* BEGIN THE RECORDS *

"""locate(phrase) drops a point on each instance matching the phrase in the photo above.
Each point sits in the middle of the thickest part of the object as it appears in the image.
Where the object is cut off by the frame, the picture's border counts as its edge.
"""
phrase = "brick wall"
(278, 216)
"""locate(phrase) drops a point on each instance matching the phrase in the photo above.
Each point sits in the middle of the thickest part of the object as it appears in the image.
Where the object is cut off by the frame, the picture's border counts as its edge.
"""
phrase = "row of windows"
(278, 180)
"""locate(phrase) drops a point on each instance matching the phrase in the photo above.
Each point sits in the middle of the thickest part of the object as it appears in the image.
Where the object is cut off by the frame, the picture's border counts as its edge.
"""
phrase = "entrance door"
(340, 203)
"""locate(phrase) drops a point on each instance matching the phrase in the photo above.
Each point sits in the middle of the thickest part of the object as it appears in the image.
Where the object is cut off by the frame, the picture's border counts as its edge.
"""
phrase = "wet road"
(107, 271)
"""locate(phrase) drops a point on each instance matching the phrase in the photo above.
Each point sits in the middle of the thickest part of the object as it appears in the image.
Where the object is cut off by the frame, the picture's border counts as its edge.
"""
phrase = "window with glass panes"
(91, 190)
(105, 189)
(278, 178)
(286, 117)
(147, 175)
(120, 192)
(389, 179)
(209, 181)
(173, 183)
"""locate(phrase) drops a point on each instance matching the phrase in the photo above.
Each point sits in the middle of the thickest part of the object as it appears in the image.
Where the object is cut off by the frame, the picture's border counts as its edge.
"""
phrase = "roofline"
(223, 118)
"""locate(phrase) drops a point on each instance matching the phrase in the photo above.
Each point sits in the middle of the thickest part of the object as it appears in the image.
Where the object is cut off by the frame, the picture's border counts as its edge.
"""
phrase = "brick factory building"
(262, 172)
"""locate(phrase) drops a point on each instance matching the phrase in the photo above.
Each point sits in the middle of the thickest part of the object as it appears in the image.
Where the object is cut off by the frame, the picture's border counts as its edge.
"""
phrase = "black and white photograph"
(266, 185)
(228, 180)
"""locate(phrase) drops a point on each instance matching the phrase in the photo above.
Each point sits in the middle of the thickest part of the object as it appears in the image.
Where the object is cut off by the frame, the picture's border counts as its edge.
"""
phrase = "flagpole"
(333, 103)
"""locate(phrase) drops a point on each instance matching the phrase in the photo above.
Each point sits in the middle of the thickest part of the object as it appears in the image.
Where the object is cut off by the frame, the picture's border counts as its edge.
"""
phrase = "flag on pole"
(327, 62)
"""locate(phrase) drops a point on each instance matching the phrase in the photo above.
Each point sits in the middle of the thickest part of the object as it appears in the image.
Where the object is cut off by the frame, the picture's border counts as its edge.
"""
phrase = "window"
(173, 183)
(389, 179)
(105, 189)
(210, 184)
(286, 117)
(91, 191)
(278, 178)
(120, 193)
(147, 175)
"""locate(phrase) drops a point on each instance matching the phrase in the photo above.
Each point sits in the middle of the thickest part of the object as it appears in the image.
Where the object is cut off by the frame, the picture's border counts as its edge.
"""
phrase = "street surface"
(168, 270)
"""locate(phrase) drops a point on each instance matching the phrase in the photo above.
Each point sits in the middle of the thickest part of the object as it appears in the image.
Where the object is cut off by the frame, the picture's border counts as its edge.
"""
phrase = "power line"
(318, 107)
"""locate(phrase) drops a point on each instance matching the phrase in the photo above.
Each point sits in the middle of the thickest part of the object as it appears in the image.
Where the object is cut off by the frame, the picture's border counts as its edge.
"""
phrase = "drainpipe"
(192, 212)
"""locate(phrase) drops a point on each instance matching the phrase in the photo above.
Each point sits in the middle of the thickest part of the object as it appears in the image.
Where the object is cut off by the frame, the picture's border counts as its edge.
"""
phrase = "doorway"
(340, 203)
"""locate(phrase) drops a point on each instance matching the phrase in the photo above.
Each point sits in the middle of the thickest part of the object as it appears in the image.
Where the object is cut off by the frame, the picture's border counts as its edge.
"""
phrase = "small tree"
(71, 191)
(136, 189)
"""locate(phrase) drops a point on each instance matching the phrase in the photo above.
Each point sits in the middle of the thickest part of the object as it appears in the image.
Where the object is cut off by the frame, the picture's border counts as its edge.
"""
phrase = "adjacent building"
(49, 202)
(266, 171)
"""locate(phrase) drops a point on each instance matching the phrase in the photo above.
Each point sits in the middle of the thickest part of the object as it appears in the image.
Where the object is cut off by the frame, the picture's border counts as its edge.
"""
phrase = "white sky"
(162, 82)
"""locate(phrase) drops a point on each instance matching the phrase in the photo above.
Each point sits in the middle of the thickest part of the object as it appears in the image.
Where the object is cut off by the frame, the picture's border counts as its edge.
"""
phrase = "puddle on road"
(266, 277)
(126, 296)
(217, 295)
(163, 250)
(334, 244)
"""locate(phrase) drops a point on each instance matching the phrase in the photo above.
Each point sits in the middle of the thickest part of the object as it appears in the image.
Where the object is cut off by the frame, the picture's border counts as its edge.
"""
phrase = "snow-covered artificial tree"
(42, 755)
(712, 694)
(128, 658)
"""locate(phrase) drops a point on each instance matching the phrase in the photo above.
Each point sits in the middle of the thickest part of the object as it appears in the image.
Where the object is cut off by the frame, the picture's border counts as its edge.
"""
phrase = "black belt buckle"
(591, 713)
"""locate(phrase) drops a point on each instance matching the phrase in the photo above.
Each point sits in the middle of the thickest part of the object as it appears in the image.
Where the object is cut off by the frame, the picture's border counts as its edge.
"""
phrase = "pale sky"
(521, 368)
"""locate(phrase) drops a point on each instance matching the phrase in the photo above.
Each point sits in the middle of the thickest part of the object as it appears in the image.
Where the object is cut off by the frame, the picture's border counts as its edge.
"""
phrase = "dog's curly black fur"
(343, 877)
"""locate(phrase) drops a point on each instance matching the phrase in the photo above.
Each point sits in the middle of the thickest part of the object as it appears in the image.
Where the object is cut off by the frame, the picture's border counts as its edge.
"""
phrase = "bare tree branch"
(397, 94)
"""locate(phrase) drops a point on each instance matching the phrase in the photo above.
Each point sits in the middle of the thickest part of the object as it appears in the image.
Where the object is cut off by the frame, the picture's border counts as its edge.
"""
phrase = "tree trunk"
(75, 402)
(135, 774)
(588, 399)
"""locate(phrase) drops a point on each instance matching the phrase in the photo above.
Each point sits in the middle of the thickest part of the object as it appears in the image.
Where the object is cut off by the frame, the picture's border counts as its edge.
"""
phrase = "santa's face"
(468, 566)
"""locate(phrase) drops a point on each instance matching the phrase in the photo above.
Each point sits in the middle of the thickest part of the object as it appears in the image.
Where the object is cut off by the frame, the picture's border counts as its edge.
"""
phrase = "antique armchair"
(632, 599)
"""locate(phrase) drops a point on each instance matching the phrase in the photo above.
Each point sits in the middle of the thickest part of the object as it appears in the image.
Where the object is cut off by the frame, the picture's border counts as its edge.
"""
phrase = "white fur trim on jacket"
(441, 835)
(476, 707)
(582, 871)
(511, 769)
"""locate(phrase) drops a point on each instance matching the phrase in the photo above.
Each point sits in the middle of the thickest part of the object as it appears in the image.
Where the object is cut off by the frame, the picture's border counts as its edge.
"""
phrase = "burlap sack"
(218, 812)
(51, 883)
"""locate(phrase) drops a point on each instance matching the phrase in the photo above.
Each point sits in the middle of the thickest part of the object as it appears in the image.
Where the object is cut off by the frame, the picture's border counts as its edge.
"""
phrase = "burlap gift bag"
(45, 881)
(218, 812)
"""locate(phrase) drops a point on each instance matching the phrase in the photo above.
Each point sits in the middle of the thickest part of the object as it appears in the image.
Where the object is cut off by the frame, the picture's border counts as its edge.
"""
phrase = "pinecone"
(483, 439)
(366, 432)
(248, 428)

* END THE RECORDS *

- [WHAT THE TASK REQUIRES]: Reproduce each entry above exactly, keeping every word.

- [PROBLEM SOLUTION]:
"""locate(phrase) drops a point on each instance matching the phrase in the photo above.
Each point sits in the middle of the thickest part of the object as it appears in the image.
Where the object is cut off by the frame, the picture's border counts as its edge.
"""
phrase = "brick wall"
(278, 216)
"""locate(phrase) drops a point on each instance matching the phrase in the photo above.
Each point sits in the middle of the thickest part of the object as it appears in the image.
Where the object is cut off by the frame, the picture's border counts as its edge.
"""
phrase = "row of windows"
(278, 180)
"""locate(phrase) drops a point on each instance matching the phrase in the photo above.
Each point sits in the middle of the thickest part of the object as it appears in the image.
Where the object is cut off by the frame, the picture's border counts as its edge.
"""
phrase = "entrance door"
(340, 203)
"""locate(phrase) drops a point on each instance matching the phrase in the photo above.
Each point sits in the middle of the thickest part of the object as it appears in the image.
Where the object is cut off by the frame, the picture's border counts as its edge.
"""
phrase = "wet road"
(107, 271)
"""locate(phrase) drops a point on each instance matching the phrase in the photo above.
Each point sits in the middle of the thickest part of the object as it appears in the image.
Where the object is cut off by the frame, the picture's border counts as its edge.
"""
phrase = "window with glass panes"
(91, 190)
(105, 189)
(278, 178)
(286, 117)
(147, 175)
(120, 192)
(389, 179)
(209, 181)
(173, 183)
"""locate(phrase) drops a point on each instance matching the phrase in the photo above.
Each point sits in the middle of the thickest part of the object as it appears in the image.
Where the object is cut off by the frame, the picture's border counts as its edge.
"""
phrase = "roofline"
(223, 118)
"""locate(phrase) drops a point on each instance matching the phrase in the photo above.
Each point sits in the middle of the thickest part of the object as it appears in the image.
Where the object is cut off by the frame, the picture's border counts as its edge.
"""
phrase = "brick factory building"
(262, 172)
"""locate(phrase) drops a point on each instance matching the phrase in the photo above.
Each point sits in the middle of the thickest part of the object as it appears in the image.
Where the object is cut off by the frame, the picture's border counts as its edge.
"""
phrase = "black and white photograph"
(266, 185)
(228, 180)
"""locate(phrase) drops a point on each instance matching the phrase in the photo above.
Each point sits in the middle of the thickest part of the object as it appears in the image.
Where the object is cut off by the frame, the picture's border counts as its edge.
"""
phrase = "flagpole"
(333, 103)
"""locate(phrase) drops a point on each instance matching the phrase in the photo above.
Each point sits in the middle of the thickest part of the object as it appears in the image.
Where the object is cut off by the frame, the picture's border counts as its edge.
"""
phrase = "flag on pole"
(327, 62)
"""locate(phrase) drops a point on each instance matching the phrase in the photo above.
Each point sits in the middle of the thickest part of the object as it appears in the image.
Where the object is cut off by the frame, the picture's border counts as its edge.
"""
phrase = "window"
(173, 183)
(389, 179)
(105, 189)
(210, 184)
(286, 117)
(91, 191)
(278, 178)
(120, 193)
(147, 175)
"""locate(phrase) drops a point on each instance matching the phrase in the photo above.
Each point sits in the middle of the thickest part of the object as it appears in the image.
Where the object is cut off by the frame, the picture's border counts as its edge.
"""
phrase = "street surface"
(168, 270)
"""locate(phrase) drops a point on each instance matching the phrase in the photo above.
Each point sits in the middle of the thickest part of the object as it appears in the image.
Where the object is cut off by the frame, the picture's border counts as its edge.
"""
phrase = "power line"
(318, 107)
"""locate(phrase) drops a point on each instance matching the phrase in the photo above.
Each point sits in the middle of the thickest part of the object as it appears in the image.
Where the object is cut off by the frame, the picture's border counts as its edge.
"""
phrase = "drainpipe"
(192, 212)
"""locate(phrase) drops a point on each instance matching the phrase in the photo above.
Each point sits in the middle of the thickest part of the object as it appears in the image.
Where the object is cut off by the frame, the picture's border counts as its edge.
"""
phrase = "doorway"
(340, 203)
"""locate(phrase) drops a point on each instance matching the phrase in the photo above.
Each point sits in the middle of the thickest part of the object as it appears in the image.
Where the object is cut off by the frame, the picture's border counts as its edge.
"""
phrase = "small tree"
(71, 191)
(136, 189)
"""locate(phrase) drops a point on each instance matching the phrase in the photo above.
Each point sits in the middle of the thickest part of the object as it appears in the image.
Where the object is cut off by the frame, the picture's border counts as its edge.
"""
phrase = "adjacent building"
(49, 202)
(266, 171)
"""locate(phrase) drops a point on each instance matching the phrase in the photo above.
Each point sits in the middle of the thickest part of the object as it appears in the image.
Where the object is cut off by the frame, the picture's border counts as its edge.
"""
phrase = "white sky"
(162, 82)
"""locate(phrase) drops a point on each instance matching the phrase in the photo above.
Each point sits in the middle of the thickest part of the object as it appears in the image.
Where the object is cut off by the frame, the picture's border counts as its edge.
"""
phrase = "puddle on road"
(266, 277)
(126, 296)
(217, 295)
(163, 250)
(334, 244)
"""locate(phrase) drops a point on each instance matching the phrase in the photo above.
Each point sits in the middle of the thickest part of the object as it appears in the image.
Where the object is cut off by the frame, the picture's border counts as its edge.
"""
phrase = "snow-covered artificial tree"
(42, 755)
(712, 694)
(128, 658)
"""locate(phrase) drops a point on each instance matching the phrase in the photo above.
Each point sits in the middle of the thickest part of the object as it appears in the image.
Where the object is cut off by the frame, the picture's border counts as its edge.
"""
phrase = "black belt buckle"
(591, 713)
"""locate(phrase) drops a point on each instance matching the phrase in the photo above.
Each point sits in the middle of the thickest part of the object as it appears in the image.
Where the object is cut off by the frame, the picture's border counts as its edge.
"""
phrase = "pale sky"
(521, 368)
"""locate(phrase) drops a point on each instance matching the phrase in the photo above.
Each point sits in the middle of the thickest part of the object as it appears in the image.
Where the object is cut off by the frame, the picture's border counts as its edge.
"""
phrase = "dog's curly black fur"
(343, 877)
"""locate(phrase) drops a point on each instance matching the phrase in the photo above.
Each point sits in the middle of the thickest part of the object as it appears in the image.
Where the object is cut off by the frame, the picture's border counts as its edge.
"""
phrase = "bare tree branch"
(397, 94)
"""locate(phrase) drops a point on each instance matching the phrase in the photo above.
Each point sits in the middle of the thickest part of the object as it appears in the image.
Where the object is cut off by the frame, the picture's border counts as its edge.
"""
phrase = "tree trunk"
(75, 402)
(135, 774)
(588, 399)
"""locate(phrase) drops a point on each instance matching the phrase in the photo above.
Each point sits in the middle of the thickest part of the object as it appears in the image.
Where the object is cut off by the frame, the picture's border counts as its edge.
"""
phrase = "santa's face"
(468, 566)
"""locate(phrase) drops a point on each instance matching the phrase in the photo above.
Each point sits in the middle of the thickest part of the object as it appears in the image.
Where the object is cut off by the frame, the picture's border counts as its edge.
"""
phrase = "antique armchair"
(632, 599)
"""locate(phrase) drops a point on each instance matching the phrase in the photo above.
Each point sits in the middle of the thickest part of the object as it appears in the image.
Where the object is cut off by the frame, the picture's border counts as its edge.
"""
phrase = "white fur trim on jacket"
(441, 835)
(476, 707)
(582, 871)
(511, 769)
"""locate(phrase) drops a point on each instance matching the phrase in the photo above.
Each point sits in the middle of the thickest part of the object as it appears in the image.
Where the object is cut off by the frame, the picture's border counts as its edge.
"""
phrase = "burlap sack"
(218, 812)
(51, 883)
"""locate(phrase) drops a point on each instance matching the phrase in the photo above.
Each point sits in the middle of the thickest part of the object as it appears in the image.
Where the object is cut off by the frame, the picture's border counts as its edge.
"""
phrase = "burlap gift bag"
(45, 881)
(218, 812)
"""locate(phrase) drops a point on each instance matching the phrase in the photo above.
Each point sits in the middle of the thickest part of the object as it appears in the image.
Where the object is cut off by the frame, the picture's border counts as its edge.
"""
phrase = "pinecone"
(483, 439)
(366, 432)
(248, 428)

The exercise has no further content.